** Task inputs **
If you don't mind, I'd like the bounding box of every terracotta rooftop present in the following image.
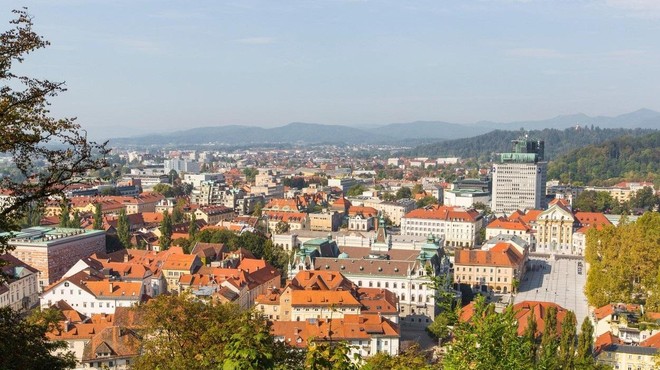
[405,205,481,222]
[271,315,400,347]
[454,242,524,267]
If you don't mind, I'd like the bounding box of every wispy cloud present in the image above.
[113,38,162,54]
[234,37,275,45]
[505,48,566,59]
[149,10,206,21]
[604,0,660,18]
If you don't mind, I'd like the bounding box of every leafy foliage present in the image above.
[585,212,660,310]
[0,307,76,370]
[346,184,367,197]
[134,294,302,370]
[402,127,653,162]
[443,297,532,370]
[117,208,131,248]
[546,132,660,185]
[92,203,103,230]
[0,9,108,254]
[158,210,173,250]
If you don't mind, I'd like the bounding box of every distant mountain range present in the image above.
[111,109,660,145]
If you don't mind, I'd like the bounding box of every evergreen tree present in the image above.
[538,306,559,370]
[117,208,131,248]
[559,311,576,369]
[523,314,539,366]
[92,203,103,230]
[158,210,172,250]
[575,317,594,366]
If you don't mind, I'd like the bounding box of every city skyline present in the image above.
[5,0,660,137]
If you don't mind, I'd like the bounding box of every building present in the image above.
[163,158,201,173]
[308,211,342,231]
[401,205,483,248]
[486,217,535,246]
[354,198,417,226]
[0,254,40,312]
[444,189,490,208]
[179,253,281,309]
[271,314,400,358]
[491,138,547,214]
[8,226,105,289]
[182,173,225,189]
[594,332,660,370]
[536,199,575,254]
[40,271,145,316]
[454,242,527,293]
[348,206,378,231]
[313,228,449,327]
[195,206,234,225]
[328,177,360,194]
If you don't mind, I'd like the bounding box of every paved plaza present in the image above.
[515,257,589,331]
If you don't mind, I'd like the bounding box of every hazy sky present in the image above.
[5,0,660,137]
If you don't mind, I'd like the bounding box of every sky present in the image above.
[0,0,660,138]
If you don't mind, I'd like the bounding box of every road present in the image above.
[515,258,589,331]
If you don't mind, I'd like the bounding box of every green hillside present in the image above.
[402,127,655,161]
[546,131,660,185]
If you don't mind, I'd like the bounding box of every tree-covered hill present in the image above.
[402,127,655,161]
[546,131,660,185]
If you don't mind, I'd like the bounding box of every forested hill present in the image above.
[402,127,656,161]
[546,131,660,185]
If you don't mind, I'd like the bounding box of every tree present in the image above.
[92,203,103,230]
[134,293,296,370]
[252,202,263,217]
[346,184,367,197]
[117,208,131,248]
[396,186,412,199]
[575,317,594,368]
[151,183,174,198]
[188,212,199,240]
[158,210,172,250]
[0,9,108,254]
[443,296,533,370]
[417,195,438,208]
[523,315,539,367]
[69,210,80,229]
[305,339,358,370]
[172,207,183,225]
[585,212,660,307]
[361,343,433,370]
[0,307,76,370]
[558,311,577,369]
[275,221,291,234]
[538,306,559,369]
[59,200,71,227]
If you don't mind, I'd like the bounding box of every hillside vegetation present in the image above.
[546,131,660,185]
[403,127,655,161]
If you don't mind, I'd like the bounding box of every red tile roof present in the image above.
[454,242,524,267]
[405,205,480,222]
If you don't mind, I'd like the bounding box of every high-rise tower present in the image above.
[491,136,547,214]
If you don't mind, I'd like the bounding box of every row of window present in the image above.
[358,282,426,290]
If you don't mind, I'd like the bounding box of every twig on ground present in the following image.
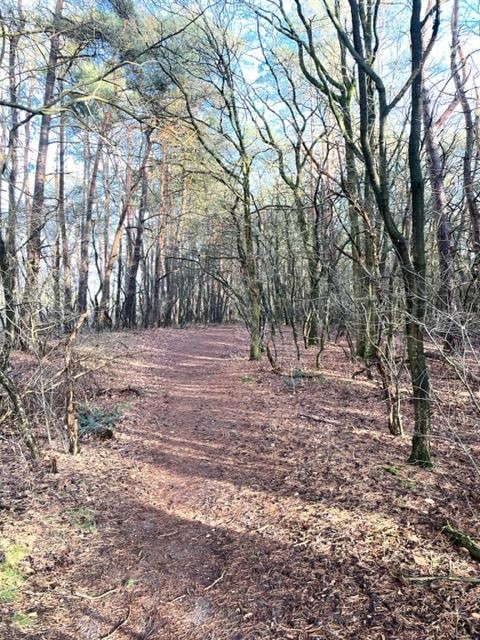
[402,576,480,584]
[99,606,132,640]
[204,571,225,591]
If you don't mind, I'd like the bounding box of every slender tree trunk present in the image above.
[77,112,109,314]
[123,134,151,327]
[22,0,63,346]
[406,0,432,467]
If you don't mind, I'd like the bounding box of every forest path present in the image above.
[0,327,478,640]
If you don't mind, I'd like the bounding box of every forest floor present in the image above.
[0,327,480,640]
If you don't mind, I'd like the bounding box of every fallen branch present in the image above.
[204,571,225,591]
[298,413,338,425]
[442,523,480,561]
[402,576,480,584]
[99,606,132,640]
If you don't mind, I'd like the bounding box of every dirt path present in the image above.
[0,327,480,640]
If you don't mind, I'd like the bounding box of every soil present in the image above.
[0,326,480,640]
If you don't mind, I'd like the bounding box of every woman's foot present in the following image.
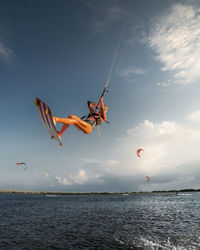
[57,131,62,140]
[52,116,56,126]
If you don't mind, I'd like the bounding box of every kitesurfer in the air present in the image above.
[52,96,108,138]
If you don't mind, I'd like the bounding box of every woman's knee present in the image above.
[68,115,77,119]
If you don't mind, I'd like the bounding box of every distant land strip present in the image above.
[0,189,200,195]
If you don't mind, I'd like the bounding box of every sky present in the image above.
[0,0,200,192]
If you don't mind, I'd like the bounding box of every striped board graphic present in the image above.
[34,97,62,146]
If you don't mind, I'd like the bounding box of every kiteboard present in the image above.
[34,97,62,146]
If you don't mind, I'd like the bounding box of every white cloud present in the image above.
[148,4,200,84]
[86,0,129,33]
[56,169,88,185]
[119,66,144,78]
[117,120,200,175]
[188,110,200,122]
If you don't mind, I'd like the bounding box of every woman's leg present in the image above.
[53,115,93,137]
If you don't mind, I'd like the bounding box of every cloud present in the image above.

** Set problem **
Reproduce every item above word for word, leaving out the pictures.

** Answer to the task **
If you don't mind, I'd like the bounding box of every terracotta rooftop present in the following image.
[405,205,481,222]
[271,315,400,347]
[454,242,524,267]
If you don't mind, I'd like the bounding box of every wispy cloud present in the image above.
[113,38,162,54]
[234,37,275,45]
[505,48,566,59]
[149,10,206,21]
[604,0,660,18]
If you don't mind, I'd like the bounding box of every leafy foliage present in the image above.
[585,212,660,310]
[0,307,76,370]
[346,184,367,197]
[134,294,302,370]
[402,127,653,162]
[443,297,532,370]
[117,208,131,248]
[546,132,660,185]
[92,203,103,230]
[0,9,108,254]
[158,210,173,250]
If you don't mind, I'd like the bounding box of every distant mountain range present in the image above.
[111,109,660,145]
If you don't mind, I'd like the bounding box of every evergreen tree present in the image above.
[538,306,559,370]
[117,208,131,248]
[559,311,576,369]
[523,314,539,366]
[92,203,103,230]
[158,210,172,250]
[575,317,594,366]
If you don't mind, I'd like the bounding box of every city skyline present in the image above.
[5,0,660,137]
If you don't mind, I'd like the bounding box of every building present in the image above.
[163,158,201,173]
[308,211,342,231]
[401,205,483,248]
[486,217,535,246]
[354,198,417,226]
[0,254,40,312]
[444,189,490,208]
[179,253,281,309]
[271,314,400,358]
[491,138,547,214]
[8,226,105,289]
[182,173,225,189]
[594,332,660,370]
[536,199,575,254]
[40,271,145,316]
[454,242,527,293]
[348,206,378,231]
[313,228,449,327]
[195,206,234,225]
[328,177,360,194]
If you don't mind, I'd like the bounding box of every paved plaza present in the image above.
[515,257,589,331]
If you don't mind, I'd like the bounding box of every hazy sky present in the image above.
[5,0,660,137]
If you don't mind, I'd like the bounding box of every sky present in the image above.
[0,0,660,138]
If you don't mind, I'd like the bounding box of every road present in the image above.
[515,258,589,331]
If you don't mind, I'd like the bounding box of every green hillside present in the image above.
[402,127,655,161]
[546,131,660,185]
If you don't mind, I'd like the bounding box of every tree-covered hill present in the image above.
[402,127,655,161]
[546,131,660,185]
If you don't mind, I'd like the bounding box of every forested hill present in the image above.
[402,127,656,161]
[546,131,660,185]
If you don't mind, I'd like the bounding box of every tree present in the image above.
[92,203,103,230]
[134,293,296,370]
[252,202,263,217]
[346,184,367,197]
[117,208,131,248]
[396,186,412,199]
[575,317,594,368]
[151,183,174,198]
[188,212,199,240]
[158,210,172,250]
[0,9,108,254]
[443,296,533,370]
[417,195,438,208]
[523,315,539,367]
[69,210,80,229]
[305,339,358,370]
[172,207,183,225]
[585,212,660,307]
[361,343,433,370]
[0,307,76,370]
[558,311,577,369]
[275,221,291,234]
[538,306,559,369]
[59,200,71,227]
If you don't mind, I'd like the bounding box of every hillside vegetation present in the image above.
[546,131,660,185]
[403,127,655,161]
If you don't mind, I'd like the bounding box of every red tile roof present in the image above.
[454,242,524,267]
[405,205,480,222]
If you don't mind, I'd like the bounding box of every high-rise tower present in the image above.
[491,136,547,214]
If you don't mind, I'd like the bounding box of every row of window present in the image above.
[358,282,426,290]
If you don't mind, I'd like the bounding box of every twig on ground present in the following image.
[402,576,480,584]
[99,606,132,640]
[204,571,225,591]
If you don't mind, I'd like the bounding box of every slender tree trunk present in the image above.
[77,112,109,314]
[123,134,151,327]
[22,0,63,346]
[406,0,432,467]
If you don't mind, I'd like the bounding box of every forest path present in the image above.
[0,327,478,640]
If you don't mind, I'd like the bounding box of every forest floor present in the image above.
[0,327,480,640]
If you don't mind, I'd like the bounding box of every fallen branch present in the image above.
[204,571,225,591]
[298,413,338,425]
[442,523,480,561]
[402,576,480,584]
[99,606,132,640]
If you don't mind, I'd like the bounding box of every dirt path present in the image above.
[0,327,480,640]
If you don't mind, I'd like the bounding box of every soil present in the image above.
[0,326,480,640]
If you don't mind, I'd like the bounding box of every woman's foot present in the following image.
[57,131,62,140]
[52,116,56,126]
If you don't mind, I'd like the bounding box of every kitesurfer in the air present in the image above.
[52,96,108,138]
If you don't mind, I'd like the bounding box of every woman's knee present in the image above.
[68,115,77,119]
If you don't mind, I'd like the bounding box of every distant land strip present in the image above.
[0,189,200,195]
If you don't mind, I'd like the bounding box of every sky present in the image above.
[0,0,200,192]
If you don't mind, I'd like the bounding box of every striped board graphic present in the image above.
[34,97,62,146]
If you don't mind, I'd like the bounding box of every kiteboard present in the image above.
[34,97,62,146]
If you don't mind, I'd like the bounding box of every white cloud present in the image above.
[148,4,200,84]
[86,0,129,33]
[56,169,88,185]
[119,66,144,78]
[117,120,200,175]
[188,110,200,122]
If you don't mind, I'd like the bounding box of every woman's leg present in the image above.
[53,115,93,137]
If you don't mind, I'd like the bounding box of every cloud present in the image above.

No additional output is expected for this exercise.